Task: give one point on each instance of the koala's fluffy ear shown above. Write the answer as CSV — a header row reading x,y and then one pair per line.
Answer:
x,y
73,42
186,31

▶ _Exercise directions_
Please set down each entry again, word for word.

▶ _Solution_
Task: give one point on each instance of the koala's fluffy ear shown above. Write the answer as CSV — a header row reading x,y and then one pair per line.
Answer:
x,y
73,42
186,31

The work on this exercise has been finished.